What you need to do
Revise the stretch of the lawn-removal text from "- Compost in" through "Remove grass/weed clippings.", changing "tree companies" to "arborists".

:: Given text

Okay, you’re convinced. You want a lovely, low maintenance garden overflowing with native plants. But, standing between you and the sweet sound of hummingbirds buzzing your California fuchsia is a large patch of water-sucking green. It’s time to kill your lawn. Consider sheet mulching. Also known as sheet composting, this non-toxic soil building method can be used to kill fescue, rye, bluegrass, and even the dreaded Bermuda grass*. Sheet composting kills weeds by starving them of light. It takes at least 6-8 months to work. Dead plant material will break down into compost to enrich the soil. New weeds are reduced because it is difficult for them to anchor their roots in deep mulch. The sheeting and the mulch will break down over time, forming compost. Sheet mulching should be placed before new plants are installed if being used to kill lawn or weeds. It can be placed after plants are installed if other weed removal techniques such as solarizing have been completed first. Here’s how to do it.
- Newspaper or plain cardboard. Don’t use glossy colored pages as they may contain metal pigments.
- Water from a hose with a spray attachment.
- Compost in a 1-2” layer for gardens that will include edible plants or traditional landscape plants. Compost is not necessary for native plant gardens. Quantity calculation for mulch is: (Area in square feet) x .08 to .15 ÷ 27 = cubic yards of compost required.
- Wood chip mulch in a 4”-6” layer. ‘Walk-on’ bark, available from landscape material suppliers, has longish strips of wood and barks that knit together to help it stay in place. You can also get shredded wood/bark from tree companies for much less cost; verify with the supplier that it is disease free. Quantity calculation for mulch is: (Area in square feet x .33 to .5) ÷ 27 = cubic yards of mulch required.
- Scalp your lawn or weedy area with mower set at lowest setting. Remove grass/weed clippings.
- If the soil is compacted and/or dry, water thoroughly. To prevent runoff, you may have to apply water for a short period, wait for it to soak in, then repeat as needed.

::::
:: Listed records

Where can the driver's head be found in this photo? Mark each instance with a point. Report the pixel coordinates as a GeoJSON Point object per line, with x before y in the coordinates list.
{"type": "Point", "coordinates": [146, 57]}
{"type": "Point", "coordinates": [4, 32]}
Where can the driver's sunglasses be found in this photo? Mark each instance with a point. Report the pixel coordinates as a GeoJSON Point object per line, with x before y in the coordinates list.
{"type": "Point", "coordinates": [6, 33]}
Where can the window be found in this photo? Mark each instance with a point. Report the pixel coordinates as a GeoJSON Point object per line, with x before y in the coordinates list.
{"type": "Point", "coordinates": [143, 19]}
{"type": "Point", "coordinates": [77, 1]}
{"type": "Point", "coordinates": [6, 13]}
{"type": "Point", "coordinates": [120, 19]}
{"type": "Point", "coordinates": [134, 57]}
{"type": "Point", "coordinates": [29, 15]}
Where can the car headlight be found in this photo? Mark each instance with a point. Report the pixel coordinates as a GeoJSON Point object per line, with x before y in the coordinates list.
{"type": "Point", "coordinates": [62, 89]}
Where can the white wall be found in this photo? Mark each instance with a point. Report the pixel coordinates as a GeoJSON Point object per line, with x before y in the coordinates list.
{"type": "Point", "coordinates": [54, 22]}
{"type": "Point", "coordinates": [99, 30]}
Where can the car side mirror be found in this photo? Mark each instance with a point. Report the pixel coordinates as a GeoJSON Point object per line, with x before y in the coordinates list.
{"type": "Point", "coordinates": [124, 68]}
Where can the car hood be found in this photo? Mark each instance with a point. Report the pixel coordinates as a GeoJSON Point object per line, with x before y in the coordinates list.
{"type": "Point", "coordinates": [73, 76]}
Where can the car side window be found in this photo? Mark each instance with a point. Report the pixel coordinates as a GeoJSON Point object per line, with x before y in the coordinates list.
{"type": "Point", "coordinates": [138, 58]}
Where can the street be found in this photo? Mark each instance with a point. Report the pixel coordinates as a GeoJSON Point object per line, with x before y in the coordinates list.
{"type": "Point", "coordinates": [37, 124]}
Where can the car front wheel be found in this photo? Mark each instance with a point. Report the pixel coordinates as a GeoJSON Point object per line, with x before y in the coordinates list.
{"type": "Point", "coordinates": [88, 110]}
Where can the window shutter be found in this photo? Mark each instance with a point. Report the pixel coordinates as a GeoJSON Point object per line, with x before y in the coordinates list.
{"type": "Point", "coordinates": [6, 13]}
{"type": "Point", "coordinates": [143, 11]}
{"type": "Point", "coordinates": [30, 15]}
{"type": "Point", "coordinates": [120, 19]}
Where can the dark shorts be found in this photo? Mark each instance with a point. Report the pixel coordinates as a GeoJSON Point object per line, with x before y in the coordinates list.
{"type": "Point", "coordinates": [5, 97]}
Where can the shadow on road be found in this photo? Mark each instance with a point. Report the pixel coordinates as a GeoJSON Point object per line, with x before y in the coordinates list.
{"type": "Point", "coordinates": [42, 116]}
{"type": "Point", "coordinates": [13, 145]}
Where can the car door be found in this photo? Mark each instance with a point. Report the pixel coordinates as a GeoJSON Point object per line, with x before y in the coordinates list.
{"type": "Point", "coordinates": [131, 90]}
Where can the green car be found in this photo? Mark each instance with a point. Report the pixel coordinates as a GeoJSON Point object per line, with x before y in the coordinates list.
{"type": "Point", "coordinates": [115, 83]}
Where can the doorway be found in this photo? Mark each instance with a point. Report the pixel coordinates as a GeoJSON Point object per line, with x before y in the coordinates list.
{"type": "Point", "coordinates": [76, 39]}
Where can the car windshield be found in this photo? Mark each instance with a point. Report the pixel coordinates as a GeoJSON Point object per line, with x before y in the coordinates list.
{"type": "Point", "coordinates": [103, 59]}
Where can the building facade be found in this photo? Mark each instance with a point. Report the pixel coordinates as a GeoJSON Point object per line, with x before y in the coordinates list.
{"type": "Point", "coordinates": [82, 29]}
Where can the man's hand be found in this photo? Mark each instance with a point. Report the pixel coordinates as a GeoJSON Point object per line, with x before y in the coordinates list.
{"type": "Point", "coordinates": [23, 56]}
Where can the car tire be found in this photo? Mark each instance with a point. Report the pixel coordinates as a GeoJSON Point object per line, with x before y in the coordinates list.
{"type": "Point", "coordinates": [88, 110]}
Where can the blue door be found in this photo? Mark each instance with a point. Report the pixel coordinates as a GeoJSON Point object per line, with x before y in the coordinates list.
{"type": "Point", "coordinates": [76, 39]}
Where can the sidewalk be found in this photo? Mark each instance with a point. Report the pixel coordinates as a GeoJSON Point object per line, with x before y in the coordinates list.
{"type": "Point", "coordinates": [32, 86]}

::::

Response
- Compost in a 1-2” layer for gardens that will include edible plants or traditional landscape plants. Compost is not necessary for native plant gardens. Quantity calculation for mulch is: (Area in square feet) x .08 to .15 ÷ 27 = cubic yards of compost required.
- Wood chip mulch in a 4”-6” layer. ‘Walk-on’ bark, available from landscape material suppliers, has longish strips of wood and barks that knit together to help it stay in place. You can also get shredded wood/bark from arborists for much less cost; verify with the supplier that it is disease free. Quantity calculation for mulch is: (Area in square feet x .33 to .5) ÷ 27 = cubic yards of mulch required.
- Scalp your lawn or weedy area with mower set at lowest setting. Remove grass/weed clippings.